* _Task statement_: For each statement, say yes or no on whether it agrees with the driver's education text below, and quote the words that decide it: (a) The Nebraska researchers tracked teens who received their permits from 2003 to 2010. (b) Teens who got their permit through 50 hours of supervised driving were 24% more likely to get a ticket for moving violations. (c) Every insurance company has stopped giving discounts to young drivers who complete driver's ed.

* _Excerpted text_:
In the early 1980s, many studies conducted suggested that driver’s education classes made no difference in teen traffic accidents and tickets. As state school budgets shrank, stats from those studies were used as justification to cut driver’s ed classes from the curriculum in high schools around the country. Some insurance companies have even stopped giving discounts to young drivers who complete the courses.

A new study by researchers at the Nebraska Prevention Center for Alcohol and Drug Abuse at the University of Nebraska-Lincoln seems to refute those claims. Over 150,000 teen drivers were tracked over eight years in the state of Nebraska. In that state, teens qualify for their provisional operators permit either through 50 hours of supervised driving or the completion of a driver’s ed course. Duane Shell and Ian Newman, the primary researchers, tracked these teens who received their permits from 2003 to 2010, and their findings were surprising.

Young drivers who obtained their permit with 50 hours of supervised driving were 75% more likely to get a traffic ticket for moving violations than those who took formal driving courses. They were also 24% more likely to be involved in an accident with fatalities or injuries, and 16% more likely to be in a non-injury accident. When you consider that traffic-related injuries are the number one cause of death in teenagers, such a big jump in tickets and accidents for young drivers who did not take driving classes is alarming.

We will see if this study has an impact on lawmakers and educators considering ways to prevent young drivers from getting into accidents.

* _Data section_:
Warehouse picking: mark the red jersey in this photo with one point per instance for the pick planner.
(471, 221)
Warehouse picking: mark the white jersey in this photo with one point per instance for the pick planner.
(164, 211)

* _The solution_:
(a) Yes: "tracked these teens who received their permits from 2003 to 2010"
(b) No: "were 75% more likely to get a traffic ticket for moving violations than those who took formal driving courses"
(c) No: "Some insurance companies have even stopped giving discounts to young drivers who complete the courses"